▶ _Task statement_
Could you resume the passage below about State Estimation Transformers for legged locomotion, picking up right after its final sentence?

*** Opening Document passage ***

State Estimation Transformers for Agile Legged Locomotion

TL;DR

Results show that SET can outperform other methods in estimation accuracy and transferability in the simulation as well as success rates of jumping and triggering a recovery controller in the real world, suggesting the superiority of such a Transformer-based explicit state estimator in highly dynamic locomotion tasks.

Abstract

We propose a state estimation method that can accurately predict the robot's privileged states to push the limits of quadruped robots in executing advanced skills such as jumping in the wild. In particular, we present the State Estimation Transformers (SET), an architecture that casts the state estimation problem as conditional sequence modeling. SET outputs the robot states that are hard to obtain directly in the real world, such as the body height and velocities, by leveraging a causally masked Transformer. By conditioning an autoregressive model on the robot's past states, our SET model can predict these privileged observations accurately even in highly dynamic locomotions. We evaluate our methods on three tasks -- running jumping, running backflipping, and running sideslipping -- on a low-cost quadruped robot, Cyberdog2. Results show that SET can outperform other methods in estimation accuracy and transferability in the simulation as well as success rates of jumping and triggering a recovery controller in the real world, suggesting the superiority of such a Transformer-based explicit state estimator in highly dynamic locomotion tasks.

*** Closing Document passage ***
*** Opening Data ***

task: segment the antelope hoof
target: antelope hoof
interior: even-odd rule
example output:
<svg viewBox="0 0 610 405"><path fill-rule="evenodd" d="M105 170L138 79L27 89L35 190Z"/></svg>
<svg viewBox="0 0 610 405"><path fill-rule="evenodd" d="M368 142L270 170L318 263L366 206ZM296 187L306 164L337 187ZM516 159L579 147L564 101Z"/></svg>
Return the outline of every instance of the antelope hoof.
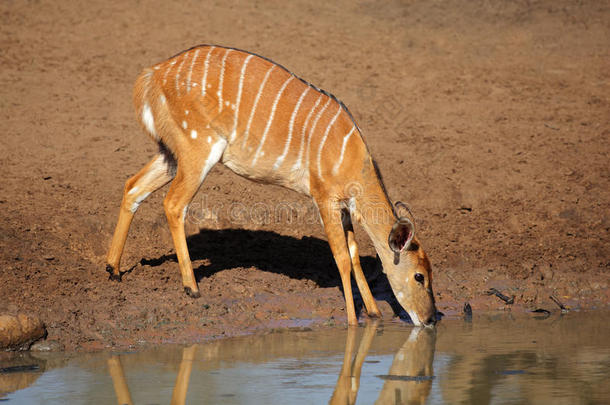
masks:
<svg viewBox="0 0 610 405"><path fill-rule="evenodd" d="M191 298L201 297L201 293L199 291L193 291L191 287L184 287L184 292Z"/></svg>
<svg viewBox="0 0 610 405"><path fill-rule="evenodd" d="M115 273L114 272L114 267L112 267L111 265L107 264L106 265L106 271L108 273L110 273L110 277L108 277L108 280L112 280L112 281L118 281L121 282L121 273Z"/></svg>

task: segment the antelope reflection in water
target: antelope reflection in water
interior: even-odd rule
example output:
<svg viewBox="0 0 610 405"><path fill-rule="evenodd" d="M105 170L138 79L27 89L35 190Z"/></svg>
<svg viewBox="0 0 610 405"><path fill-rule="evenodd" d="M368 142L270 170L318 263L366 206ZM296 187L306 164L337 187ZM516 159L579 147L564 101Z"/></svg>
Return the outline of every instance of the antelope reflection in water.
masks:
<svg viewBox="0 0 610 405"><path fill-rule="evenodd" d="M361 332L362 331L362 332ZM332 405L355 404L360 388L362 366L372 347L375 335L381 332L379 321L370 322L364 329L348 327L345 341L345 354L333 395ZM358 335L362 333L358 343ZM387 375L379 376L385 383L376 401L378 404L423 404L430 394L436 341L433 328L414 327L402 347L396 352ZM198 345L184 348L171 404L184 404L188 393L189 380ZM218 347L202 345L198 359L218 358ZM119 356L108 359L108 368L117 403L133 404Z"/></svg>
<svg viewBox="0 0 610 405"><path fill-rule="evenodd" d="M355 404L360 387L362 364L373 343L379 322L368 323L354 356L358 328L349 327L343 367L337 380L331 405ZM424 404L430 395L434 371L436 330L415 327L394 356L376 404Z"/></svg>
<svg viewBox="0 0 610 405"><path fill-rule="evenodd" d="M176 384L174 385L174 391L172 392L172 400L170 402L171 405L184 405L186 401L189 378L193 369L193 361L195 359L196 351L197 345L185 347L182 350L182 360L180 361L180 369L178 370ZM133 405L129 387L127 386L127 381L125 380L125 373L123 372L123 365L121 364L120 356L112 356L110 359L108 359L108 369L110 371L110 376L112 377L112 385L114 385L117 403L119 405Z"/></svg>

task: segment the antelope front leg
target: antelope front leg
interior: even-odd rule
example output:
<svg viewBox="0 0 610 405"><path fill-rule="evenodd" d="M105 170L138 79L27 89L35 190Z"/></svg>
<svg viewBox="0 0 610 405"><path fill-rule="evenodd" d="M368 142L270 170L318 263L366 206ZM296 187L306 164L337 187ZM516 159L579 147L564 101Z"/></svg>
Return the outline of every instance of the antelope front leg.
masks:
<svg viewBox="0 0 610 405"><path fill-rule="evenodd" d="M186 210L191 199L197 192L201 181L197 178L198 174L192 171L182 171L178 168L178 175L172 182L167 197L163 201L165 208L165 216L169 230L172 233L176 256L178 256L178 265L182 274L182 285L186 294L193 298L201 297L195 274L193 273L193 265L189 256L188 246L186 244L186 234L184 233L184 220Z"/></svg>
<svg viewBox="0 0 610 405"><path fill-rule="evenodd" d="M125 183L119 220L106 259L106 271L110 273L111 280L121 281L121 256L138 206L148 195L167 184L174 177L174 171L175 162L171 156L159 153Z"/></svg>
<svg viewBox="0 0 610 405"><path fill-rule="evenodd" d="M352 261L347 249L345 231L343 230L343 224L341 222L341 210L335 205L336 204L333 202L324 202L318 204L318 208L320 210L320 216L322 217L330 250L333 252L335 262L339 268L339 274L341 275L343 295L345 296L345 308L347 311L347 323L349 325L358 325L350 278Z"/></svg>
<svg viewBox="0 0 610 405"><path fill-rule="evenodd" d="M347 222L345 223L344 228L347 236L347 246L349 248L350 256L352 257L354 278L358 284L360 295L362 295L366 312L371 317L381 318L381 311L377 307L377 302L375 301L373 294L371 294L371 289L369 288L369 284L367 283L366 277L364 277L364 273L362 272L362 267L360 266L360 255L358 254L358 245L356 244L356 239L354 237L352 221L349 217L349 213L346 212L345 215Z"/></svg>

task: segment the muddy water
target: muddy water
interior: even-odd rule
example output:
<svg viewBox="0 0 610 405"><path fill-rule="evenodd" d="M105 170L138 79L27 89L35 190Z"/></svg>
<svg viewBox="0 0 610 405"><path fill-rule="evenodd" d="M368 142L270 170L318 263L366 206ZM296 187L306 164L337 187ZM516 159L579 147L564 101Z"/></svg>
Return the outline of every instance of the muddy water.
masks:
<svg viewBox="0 0 610 405"><path fill-rule="evenodd" d="M280 331L189 347L0 357L9 404L610 403L610 312Z"/></svg>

*** Closing Data ***

▶ _Answer to this task_
Paper Structure

This paper contains 18 sections, 13 equations, 4 figures, 4 tables, 1 algorithm.

Figures (4)

  • Figure 1: State Estimation Transformer architecture in our training pipelines of jumping policies. First, we train a Jump Policy using the task rewards $r_{\text{task}}$ from the Environments and the style reward $r_{\text{style}}$ calculated by the Adversarial Motion Priors; then we train a State Estimation Transformer that leverage a GPT model (green blocks represent embedding and position encoding and yellow blocks represent decoders) to predict the privileged observations. To further exploit the benefit of an accurate explicit state estimator, the predicted privileged observations are used as one of the conditions of triggering a built-in Reset Policy.
  • Figure 2: Training curves of different algorithms on three jumping gaits. We compare the training curves using the ground-true full observations (Ground-true), only non-privileged observations (w/o Estimator), 20 historical stacked non-privileged observations (Implicit), and the results using our SET and MLP estimators. Results show that for highly dynamic locomotion, the privileged observations such as robot velocity and height can significantly increase the efficiency and robustness of policy training; and our deployable method can reproduce the results trained with ground-true privileged observations.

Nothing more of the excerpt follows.